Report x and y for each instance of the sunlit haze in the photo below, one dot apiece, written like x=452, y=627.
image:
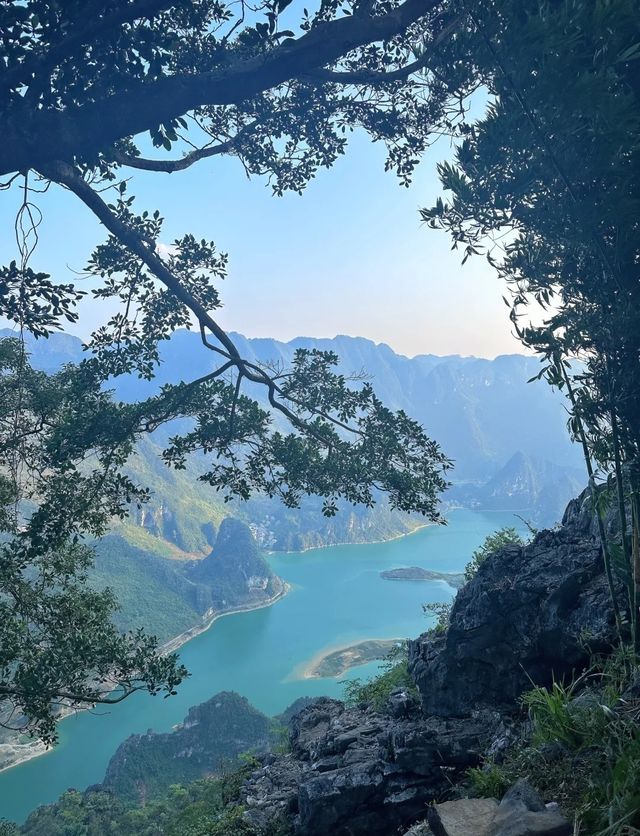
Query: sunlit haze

________________________________________

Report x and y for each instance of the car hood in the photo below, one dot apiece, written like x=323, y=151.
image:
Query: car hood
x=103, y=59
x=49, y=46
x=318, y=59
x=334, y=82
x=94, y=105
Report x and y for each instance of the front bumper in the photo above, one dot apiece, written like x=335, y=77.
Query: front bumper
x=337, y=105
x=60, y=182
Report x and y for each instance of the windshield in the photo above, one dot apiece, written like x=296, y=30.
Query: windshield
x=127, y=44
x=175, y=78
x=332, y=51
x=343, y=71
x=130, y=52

________________________________________

▸ ABOUT THIS EXERCISE: Write out only the lines that run from the line containing "Query: car hood" through the line containing "Report x and y for each instance of the windshield", both included, exactly as they appear above.

▸ RESULT:
Query: car hood
x=103, y=59
x=49, y=46
x=318, y=59
x=334, y=82
x=94, y=105
Report x and y for each instance of the front bumper in the photo above, one dot apiece, written like x=335, y=77.
Query: front bumper
x=337, y=105
x=60, y=182
Report x and y for each instance of the windshield in the photo above, one dot apiece, written like x=296, y=30.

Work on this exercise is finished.